_Directive_.
Collect every line below that contains the string "helmet". Case counts, so match capitalization precisely.
***** Supplied data *****
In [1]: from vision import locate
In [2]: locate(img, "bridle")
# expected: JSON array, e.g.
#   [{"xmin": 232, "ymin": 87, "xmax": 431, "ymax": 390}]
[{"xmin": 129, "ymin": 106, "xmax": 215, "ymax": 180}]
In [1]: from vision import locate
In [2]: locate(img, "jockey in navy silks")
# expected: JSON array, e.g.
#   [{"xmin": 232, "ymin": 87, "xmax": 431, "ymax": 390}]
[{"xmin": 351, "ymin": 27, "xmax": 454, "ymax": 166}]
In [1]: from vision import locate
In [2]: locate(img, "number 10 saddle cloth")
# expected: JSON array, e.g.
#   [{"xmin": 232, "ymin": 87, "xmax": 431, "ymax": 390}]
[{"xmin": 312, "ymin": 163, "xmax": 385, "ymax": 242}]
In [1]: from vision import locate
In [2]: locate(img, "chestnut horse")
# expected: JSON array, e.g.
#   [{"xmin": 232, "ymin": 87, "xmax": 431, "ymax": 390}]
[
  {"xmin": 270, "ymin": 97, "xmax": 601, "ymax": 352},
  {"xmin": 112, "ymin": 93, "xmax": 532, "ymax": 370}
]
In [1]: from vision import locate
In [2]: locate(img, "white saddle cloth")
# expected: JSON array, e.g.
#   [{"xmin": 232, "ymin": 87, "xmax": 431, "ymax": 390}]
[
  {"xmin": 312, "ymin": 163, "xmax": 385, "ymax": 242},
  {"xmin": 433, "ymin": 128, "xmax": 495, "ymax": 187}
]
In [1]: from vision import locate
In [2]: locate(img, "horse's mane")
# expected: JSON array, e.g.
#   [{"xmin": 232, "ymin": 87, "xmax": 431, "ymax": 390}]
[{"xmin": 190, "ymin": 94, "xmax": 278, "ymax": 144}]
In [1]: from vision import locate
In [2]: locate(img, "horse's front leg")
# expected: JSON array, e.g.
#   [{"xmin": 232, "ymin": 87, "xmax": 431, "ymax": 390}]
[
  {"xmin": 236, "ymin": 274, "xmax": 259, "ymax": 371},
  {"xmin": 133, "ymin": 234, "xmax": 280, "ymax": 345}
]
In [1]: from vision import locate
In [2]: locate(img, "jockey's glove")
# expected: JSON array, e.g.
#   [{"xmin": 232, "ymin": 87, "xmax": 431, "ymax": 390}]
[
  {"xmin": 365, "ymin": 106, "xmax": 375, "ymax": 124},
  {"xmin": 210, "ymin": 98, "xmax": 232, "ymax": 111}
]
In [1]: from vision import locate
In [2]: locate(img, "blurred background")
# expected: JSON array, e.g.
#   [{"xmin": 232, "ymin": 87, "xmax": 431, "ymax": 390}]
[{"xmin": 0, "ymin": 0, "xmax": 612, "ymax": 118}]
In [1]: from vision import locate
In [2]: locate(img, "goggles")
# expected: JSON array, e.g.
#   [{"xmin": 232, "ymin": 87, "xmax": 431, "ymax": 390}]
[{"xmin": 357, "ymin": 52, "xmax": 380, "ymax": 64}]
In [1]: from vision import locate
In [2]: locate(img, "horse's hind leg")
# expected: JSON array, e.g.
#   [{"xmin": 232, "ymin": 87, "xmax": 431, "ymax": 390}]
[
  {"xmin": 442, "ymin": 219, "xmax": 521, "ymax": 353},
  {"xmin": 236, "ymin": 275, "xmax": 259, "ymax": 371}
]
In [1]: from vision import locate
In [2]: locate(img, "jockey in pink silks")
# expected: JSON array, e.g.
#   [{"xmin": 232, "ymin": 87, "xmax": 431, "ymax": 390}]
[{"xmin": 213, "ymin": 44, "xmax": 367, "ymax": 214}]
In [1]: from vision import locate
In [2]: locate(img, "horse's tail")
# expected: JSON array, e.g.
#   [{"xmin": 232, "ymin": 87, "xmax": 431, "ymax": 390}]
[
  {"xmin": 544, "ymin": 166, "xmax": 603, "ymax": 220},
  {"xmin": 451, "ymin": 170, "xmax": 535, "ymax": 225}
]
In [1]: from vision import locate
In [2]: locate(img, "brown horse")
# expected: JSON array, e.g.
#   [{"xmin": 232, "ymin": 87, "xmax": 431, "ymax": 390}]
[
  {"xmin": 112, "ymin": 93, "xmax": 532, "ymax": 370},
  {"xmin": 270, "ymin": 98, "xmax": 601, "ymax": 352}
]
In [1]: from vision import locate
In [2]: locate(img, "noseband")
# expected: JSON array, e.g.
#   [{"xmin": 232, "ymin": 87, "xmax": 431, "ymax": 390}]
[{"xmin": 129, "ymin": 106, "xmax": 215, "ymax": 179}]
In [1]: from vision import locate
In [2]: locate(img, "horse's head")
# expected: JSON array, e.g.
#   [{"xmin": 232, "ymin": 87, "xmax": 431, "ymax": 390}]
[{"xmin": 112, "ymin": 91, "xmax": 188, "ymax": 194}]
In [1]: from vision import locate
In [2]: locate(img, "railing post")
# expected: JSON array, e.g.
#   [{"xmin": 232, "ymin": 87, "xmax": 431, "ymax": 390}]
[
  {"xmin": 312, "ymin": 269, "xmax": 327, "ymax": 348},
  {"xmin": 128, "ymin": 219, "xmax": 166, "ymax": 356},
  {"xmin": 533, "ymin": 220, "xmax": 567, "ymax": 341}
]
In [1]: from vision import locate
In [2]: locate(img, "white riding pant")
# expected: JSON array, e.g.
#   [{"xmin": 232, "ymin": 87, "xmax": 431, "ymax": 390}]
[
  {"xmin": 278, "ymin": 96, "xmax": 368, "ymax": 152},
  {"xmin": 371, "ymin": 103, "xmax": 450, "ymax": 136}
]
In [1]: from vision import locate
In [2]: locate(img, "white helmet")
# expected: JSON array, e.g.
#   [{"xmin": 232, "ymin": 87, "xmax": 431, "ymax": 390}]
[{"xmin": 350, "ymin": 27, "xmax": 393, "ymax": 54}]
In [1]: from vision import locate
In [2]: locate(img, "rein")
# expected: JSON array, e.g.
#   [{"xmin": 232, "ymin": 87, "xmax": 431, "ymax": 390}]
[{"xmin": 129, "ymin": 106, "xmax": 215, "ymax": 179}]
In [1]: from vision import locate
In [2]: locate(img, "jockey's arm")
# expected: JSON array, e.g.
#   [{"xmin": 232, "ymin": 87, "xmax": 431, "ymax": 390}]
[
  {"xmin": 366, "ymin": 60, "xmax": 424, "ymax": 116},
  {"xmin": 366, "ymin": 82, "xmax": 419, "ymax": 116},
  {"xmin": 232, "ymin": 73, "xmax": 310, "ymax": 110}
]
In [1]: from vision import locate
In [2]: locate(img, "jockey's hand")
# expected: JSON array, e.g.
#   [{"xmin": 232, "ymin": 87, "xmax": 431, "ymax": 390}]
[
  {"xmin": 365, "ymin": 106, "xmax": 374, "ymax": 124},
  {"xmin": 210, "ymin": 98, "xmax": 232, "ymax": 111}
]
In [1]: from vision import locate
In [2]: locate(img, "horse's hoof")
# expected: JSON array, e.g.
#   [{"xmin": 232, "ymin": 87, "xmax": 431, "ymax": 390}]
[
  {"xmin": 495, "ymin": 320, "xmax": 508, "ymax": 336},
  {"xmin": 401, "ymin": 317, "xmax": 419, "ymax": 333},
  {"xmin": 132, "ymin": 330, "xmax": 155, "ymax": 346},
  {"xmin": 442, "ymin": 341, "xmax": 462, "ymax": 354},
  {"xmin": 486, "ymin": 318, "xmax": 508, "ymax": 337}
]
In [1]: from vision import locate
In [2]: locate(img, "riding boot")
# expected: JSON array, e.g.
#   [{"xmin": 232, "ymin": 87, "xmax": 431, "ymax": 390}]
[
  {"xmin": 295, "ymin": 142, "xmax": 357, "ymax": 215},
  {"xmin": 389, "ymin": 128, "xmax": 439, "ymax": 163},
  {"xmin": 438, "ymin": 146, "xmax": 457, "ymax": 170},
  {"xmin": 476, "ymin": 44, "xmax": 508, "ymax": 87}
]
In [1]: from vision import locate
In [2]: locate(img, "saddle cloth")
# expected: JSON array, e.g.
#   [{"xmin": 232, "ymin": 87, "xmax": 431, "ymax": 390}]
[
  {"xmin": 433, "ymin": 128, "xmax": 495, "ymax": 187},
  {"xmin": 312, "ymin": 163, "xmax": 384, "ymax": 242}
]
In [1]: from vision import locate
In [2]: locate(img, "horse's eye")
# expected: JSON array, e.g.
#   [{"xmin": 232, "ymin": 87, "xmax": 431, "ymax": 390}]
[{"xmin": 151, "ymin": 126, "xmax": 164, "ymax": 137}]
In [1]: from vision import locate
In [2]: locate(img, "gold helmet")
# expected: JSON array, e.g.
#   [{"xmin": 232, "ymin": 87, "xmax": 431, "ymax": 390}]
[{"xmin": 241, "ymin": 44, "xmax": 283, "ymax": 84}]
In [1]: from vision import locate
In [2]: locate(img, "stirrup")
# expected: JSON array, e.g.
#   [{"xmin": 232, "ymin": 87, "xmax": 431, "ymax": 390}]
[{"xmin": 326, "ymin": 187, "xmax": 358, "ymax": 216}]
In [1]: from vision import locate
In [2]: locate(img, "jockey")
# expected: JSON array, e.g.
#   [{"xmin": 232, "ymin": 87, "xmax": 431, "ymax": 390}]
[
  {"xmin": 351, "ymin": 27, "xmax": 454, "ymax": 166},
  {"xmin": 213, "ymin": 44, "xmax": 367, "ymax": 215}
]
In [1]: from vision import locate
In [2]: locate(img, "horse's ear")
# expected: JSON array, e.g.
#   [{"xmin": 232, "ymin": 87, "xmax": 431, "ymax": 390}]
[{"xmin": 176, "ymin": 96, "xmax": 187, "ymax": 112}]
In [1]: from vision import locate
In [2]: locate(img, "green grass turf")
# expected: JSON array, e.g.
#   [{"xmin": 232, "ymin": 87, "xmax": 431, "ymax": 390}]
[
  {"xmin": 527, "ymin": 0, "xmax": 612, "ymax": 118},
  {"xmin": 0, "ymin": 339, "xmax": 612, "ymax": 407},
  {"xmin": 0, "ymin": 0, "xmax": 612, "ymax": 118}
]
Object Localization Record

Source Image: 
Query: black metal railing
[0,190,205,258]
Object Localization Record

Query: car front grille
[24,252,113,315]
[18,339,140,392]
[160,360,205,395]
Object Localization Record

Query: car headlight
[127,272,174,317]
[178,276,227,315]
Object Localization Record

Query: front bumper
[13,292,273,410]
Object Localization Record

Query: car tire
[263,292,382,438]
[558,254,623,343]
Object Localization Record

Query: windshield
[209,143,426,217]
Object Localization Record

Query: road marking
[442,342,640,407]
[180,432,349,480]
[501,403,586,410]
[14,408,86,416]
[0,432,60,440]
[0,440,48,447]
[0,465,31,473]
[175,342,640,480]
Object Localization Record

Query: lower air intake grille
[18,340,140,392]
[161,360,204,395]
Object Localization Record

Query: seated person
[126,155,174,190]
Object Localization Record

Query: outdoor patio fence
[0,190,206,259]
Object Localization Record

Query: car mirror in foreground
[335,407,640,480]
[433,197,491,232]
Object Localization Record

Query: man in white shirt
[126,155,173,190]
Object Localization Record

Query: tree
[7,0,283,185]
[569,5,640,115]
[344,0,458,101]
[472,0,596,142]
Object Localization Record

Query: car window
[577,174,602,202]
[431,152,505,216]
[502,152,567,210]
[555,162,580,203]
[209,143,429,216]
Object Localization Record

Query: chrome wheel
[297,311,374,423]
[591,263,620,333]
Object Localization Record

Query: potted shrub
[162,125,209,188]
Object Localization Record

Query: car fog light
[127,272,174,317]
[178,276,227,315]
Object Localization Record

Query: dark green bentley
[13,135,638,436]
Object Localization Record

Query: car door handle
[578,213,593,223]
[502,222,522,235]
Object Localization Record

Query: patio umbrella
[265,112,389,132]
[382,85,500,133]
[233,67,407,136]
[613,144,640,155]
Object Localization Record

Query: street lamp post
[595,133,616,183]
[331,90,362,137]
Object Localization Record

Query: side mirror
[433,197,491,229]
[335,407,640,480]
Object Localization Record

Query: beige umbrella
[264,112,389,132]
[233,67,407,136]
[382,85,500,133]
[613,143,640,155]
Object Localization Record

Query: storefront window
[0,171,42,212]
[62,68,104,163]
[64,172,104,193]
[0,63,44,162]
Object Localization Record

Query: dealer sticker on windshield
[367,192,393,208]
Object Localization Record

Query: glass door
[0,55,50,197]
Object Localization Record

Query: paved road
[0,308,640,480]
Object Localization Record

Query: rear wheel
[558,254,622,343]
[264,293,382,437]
*****
_Answer to this exercise_.
In [2]: locate(img, "white helmet")
In [2]: locate(img, "gold helmet")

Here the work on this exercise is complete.